━━━ Records to process ━━━

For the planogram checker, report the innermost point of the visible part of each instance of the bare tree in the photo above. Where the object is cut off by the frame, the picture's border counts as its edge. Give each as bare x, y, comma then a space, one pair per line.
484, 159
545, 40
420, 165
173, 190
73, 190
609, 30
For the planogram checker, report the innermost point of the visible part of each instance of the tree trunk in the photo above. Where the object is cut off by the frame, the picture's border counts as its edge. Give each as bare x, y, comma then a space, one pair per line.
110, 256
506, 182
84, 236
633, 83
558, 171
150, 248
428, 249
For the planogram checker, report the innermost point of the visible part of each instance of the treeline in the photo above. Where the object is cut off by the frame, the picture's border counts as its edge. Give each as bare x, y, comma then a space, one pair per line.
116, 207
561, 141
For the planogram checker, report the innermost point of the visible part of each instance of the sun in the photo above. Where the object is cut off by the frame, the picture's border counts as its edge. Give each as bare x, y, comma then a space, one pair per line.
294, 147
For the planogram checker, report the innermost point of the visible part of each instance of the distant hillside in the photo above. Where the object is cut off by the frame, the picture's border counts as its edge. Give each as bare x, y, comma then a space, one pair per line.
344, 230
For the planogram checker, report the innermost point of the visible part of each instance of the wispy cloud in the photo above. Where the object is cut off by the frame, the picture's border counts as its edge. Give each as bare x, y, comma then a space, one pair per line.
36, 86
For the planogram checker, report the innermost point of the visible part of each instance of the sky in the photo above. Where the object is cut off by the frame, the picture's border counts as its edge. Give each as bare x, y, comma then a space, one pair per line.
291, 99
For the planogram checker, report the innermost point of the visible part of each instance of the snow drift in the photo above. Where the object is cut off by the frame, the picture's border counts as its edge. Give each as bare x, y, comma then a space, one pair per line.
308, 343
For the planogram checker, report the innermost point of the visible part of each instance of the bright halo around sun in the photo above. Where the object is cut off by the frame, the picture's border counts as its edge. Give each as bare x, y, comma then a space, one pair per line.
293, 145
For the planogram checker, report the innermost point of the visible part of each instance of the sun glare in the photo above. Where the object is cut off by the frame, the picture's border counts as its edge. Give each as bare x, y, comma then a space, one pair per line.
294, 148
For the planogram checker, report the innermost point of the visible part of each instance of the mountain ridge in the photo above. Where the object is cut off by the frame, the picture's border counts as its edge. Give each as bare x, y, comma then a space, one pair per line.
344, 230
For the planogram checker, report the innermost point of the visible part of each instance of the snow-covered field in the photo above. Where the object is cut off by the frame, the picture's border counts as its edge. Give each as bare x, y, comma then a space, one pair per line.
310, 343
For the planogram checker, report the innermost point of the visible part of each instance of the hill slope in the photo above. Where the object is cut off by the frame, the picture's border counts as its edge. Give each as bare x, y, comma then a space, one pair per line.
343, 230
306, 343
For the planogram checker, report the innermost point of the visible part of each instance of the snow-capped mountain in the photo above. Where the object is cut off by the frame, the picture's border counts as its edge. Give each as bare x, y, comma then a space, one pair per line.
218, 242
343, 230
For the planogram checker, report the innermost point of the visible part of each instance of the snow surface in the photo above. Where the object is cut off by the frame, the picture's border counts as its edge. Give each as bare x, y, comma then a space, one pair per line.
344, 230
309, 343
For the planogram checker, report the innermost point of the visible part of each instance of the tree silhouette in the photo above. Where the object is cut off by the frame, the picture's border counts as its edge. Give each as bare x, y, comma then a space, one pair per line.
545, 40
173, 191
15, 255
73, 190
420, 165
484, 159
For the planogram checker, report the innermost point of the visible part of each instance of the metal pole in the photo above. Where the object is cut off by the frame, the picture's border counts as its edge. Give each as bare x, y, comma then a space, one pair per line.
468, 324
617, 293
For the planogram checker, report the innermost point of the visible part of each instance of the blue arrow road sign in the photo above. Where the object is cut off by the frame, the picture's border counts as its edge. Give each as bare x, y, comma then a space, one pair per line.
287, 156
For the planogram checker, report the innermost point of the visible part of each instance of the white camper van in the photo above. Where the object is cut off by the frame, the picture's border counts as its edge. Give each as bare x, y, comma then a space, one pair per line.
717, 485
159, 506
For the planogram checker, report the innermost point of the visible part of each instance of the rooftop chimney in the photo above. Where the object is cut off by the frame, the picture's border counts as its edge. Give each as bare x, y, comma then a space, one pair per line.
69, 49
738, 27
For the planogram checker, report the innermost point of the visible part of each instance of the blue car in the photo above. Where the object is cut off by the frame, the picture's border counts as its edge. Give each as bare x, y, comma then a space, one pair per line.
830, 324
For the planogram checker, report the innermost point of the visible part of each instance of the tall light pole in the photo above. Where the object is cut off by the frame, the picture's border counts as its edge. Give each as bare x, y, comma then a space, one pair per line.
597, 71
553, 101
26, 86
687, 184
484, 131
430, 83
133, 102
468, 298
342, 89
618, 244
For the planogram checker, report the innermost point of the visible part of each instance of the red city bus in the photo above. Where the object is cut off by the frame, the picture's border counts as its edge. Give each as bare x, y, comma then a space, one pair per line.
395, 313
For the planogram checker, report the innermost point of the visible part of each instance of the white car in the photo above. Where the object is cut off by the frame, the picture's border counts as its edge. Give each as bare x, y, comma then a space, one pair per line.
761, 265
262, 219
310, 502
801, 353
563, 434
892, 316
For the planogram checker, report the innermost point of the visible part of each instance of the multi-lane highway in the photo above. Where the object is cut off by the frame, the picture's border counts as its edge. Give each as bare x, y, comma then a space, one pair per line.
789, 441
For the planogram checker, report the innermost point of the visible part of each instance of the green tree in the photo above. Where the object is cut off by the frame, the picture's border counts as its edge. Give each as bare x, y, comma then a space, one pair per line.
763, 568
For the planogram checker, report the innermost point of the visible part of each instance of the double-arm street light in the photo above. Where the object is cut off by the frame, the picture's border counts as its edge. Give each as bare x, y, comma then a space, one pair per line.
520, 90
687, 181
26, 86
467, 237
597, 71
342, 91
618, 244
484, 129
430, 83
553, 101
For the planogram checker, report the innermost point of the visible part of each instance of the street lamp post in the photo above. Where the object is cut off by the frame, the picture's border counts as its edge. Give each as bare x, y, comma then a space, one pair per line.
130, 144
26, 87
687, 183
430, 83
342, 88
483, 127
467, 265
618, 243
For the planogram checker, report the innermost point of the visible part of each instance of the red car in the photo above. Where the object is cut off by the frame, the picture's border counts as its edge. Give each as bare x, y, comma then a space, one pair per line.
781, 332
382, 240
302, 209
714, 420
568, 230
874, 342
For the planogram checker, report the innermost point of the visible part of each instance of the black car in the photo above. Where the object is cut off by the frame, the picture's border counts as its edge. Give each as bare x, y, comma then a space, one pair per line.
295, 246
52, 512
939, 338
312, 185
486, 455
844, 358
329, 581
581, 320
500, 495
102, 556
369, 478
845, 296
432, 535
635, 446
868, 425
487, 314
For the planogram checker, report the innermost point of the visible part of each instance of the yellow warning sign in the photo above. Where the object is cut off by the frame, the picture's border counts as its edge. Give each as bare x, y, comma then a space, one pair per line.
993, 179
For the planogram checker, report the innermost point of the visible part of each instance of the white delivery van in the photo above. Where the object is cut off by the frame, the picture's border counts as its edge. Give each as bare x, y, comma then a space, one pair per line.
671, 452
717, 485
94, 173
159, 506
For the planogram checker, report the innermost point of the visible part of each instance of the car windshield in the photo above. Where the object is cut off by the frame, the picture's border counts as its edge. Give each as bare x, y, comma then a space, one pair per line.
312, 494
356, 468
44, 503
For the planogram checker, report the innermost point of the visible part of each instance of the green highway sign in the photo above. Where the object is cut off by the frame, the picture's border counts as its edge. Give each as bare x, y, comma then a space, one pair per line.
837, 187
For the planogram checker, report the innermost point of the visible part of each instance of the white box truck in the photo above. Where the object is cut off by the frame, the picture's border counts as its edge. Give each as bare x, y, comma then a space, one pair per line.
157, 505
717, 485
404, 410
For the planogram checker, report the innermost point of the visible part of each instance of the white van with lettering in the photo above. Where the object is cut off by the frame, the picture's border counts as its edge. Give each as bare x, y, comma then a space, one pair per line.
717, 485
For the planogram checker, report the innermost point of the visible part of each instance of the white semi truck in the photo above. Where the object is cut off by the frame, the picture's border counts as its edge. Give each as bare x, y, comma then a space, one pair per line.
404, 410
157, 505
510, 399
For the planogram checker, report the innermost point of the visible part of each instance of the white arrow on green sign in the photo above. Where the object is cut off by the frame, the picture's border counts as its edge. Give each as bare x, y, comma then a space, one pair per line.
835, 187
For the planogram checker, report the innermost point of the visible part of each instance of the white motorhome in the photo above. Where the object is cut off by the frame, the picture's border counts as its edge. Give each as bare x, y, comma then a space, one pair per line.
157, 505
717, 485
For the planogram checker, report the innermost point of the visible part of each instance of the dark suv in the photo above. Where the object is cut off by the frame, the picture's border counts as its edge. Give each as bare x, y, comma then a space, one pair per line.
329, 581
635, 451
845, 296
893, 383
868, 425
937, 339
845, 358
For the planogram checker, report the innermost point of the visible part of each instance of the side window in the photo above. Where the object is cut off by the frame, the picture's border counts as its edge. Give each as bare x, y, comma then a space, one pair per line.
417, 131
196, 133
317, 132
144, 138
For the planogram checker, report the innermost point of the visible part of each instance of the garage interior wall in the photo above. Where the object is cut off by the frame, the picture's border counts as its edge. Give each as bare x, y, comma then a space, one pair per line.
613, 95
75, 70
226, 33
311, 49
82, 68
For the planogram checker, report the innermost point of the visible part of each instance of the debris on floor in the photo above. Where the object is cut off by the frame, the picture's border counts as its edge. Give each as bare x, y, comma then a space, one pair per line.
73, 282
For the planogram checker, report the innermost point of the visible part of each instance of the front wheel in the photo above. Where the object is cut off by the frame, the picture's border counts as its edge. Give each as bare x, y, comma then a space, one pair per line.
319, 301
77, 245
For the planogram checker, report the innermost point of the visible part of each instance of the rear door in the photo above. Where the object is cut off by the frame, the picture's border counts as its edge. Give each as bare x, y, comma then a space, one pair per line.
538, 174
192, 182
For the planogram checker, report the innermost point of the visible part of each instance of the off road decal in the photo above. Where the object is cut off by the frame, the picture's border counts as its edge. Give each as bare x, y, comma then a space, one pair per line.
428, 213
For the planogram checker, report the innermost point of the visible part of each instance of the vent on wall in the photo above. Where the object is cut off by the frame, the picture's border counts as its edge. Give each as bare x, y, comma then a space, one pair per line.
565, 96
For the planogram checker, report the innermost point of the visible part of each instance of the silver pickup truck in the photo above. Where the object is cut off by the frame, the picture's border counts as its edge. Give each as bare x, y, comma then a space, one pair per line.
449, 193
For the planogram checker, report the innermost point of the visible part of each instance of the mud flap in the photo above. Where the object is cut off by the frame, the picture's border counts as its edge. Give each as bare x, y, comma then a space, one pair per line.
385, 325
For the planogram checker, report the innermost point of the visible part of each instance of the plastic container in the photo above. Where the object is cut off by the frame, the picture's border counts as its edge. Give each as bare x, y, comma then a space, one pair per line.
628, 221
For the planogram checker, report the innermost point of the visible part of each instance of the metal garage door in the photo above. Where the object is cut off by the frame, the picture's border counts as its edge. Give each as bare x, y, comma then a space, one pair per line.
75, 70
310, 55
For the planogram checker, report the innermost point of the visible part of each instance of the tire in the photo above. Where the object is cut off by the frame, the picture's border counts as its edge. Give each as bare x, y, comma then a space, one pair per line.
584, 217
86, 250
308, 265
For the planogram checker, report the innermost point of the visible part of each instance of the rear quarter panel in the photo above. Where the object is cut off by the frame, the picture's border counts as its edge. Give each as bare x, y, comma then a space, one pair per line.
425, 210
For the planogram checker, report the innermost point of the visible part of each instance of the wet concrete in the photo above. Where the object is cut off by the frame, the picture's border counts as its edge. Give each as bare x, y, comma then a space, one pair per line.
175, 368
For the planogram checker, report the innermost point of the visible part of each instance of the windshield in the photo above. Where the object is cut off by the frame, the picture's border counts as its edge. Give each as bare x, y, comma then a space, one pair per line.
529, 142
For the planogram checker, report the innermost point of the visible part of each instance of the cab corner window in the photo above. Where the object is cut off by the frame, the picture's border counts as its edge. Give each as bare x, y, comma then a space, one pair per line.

━━━

> What to produce:
Output exactly the lines from the one containing "of the windshield" through the last line of the entries, both ends included.

> Solution to this task:
For the planogram checker, report the innermost point of the visible part of each instance of the windshield in the photo above. Where the object is cut off by the frame, the picture's border counts as its edge. Give each as bare x, y, comma then a space, one pair per line.
529, 142
For the planogram checker, report the innermost point of the visible part of each instance of the cab corner window in the photo above. Where the object is cut off by the frame, the picture's border counts as its edge. Give each as bare x, y, comma then a space, one pair per line.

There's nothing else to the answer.